Among the entries that follow, find every line with the word "beige" and list it.

[Records to use — start]

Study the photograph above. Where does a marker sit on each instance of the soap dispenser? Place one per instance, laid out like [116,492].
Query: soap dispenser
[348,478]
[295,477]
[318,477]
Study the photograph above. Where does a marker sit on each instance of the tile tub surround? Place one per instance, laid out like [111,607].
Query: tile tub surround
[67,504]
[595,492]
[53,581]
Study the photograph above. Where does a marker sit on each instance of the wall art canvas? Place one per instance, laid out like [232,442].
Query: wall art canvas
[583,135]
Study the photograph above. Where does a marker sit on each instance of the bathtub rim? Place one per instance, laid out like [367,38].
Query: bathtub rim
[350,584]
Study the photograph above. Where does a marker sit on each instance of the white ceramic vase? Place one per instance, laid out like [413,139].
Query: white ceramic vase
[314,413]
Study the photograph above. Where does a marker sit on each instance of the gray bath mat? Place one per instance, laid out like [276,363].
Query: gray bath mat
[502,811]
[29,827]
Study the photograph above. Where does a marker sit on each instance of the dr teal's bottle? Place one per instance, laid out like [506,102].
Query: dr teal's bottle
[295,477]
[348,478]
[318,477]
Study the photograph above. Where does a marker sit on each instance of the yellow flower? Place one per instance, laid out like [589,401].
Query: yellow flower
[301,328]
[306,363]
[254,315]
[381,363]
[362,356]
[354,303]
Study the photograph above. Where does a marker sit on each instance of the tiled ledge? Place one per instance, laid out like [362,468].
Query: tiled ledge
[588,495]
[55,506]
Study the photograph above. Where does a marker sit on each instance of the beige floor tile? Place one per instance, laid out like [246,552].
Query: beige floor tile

[Records to use — finish]
[Records to use — start]

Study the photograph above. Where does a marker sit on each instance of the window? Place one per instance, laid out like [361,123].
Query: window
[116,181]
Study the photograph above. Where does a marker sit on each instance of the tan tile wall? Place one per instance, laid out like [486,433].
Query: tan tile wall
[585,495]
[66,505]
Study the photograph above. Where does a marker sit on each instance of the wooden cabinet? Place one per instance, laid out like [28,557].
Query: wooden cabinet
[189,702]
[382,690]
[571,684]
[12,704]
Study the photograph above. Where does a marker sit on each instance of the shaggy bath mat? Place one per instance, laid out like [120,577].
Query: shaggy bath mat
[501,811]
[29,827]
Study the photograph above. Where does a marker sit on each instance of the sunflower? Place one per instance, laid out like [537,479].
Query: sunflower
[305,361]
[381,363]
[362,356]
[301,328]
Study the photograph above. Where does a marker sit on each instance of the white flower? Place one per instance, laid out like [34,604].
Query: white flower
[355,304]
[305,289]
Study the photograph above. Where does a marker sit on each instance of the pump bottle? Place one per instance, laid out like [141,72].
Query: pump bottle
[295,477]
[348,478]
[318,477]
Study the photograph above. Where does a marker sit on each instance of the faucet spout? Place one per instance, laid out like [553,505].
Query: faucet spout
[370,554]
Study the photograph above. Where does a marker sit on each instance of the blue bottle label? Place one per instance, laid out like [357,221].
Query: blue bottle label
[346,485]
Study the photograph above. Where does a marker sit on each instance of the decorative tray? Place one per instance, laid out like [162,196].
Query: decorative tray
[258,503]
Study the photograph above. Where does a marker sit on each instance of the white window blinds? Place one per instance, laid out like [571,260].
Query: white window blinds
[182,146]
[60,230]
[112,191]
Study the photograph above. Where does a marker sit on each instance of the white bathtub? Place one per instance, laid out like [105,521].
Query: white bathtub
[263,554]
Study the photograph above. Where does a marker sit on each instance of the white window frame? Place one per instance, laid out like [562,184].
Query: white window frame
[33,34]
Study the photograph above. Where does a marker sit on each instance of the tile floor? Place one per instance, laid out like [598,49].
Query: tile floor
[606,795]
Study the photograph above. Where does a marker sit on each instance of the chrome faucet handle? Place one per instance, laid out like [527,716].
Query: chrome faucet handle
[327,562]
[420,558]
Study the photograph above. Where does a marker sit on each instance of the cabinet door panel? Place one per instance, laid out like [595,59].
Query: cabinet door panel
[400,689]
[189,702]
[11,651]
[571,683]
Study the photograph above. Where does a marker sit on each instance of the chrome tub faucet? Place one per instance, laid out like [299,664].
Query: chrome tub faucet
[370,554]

[Records to use — finish]

--- Your solution ---
Study the photograph above. Where does a marker sit on each instance of the beige floor tile? Place one per instance, laid out like [246,552].
Query: beige floor tile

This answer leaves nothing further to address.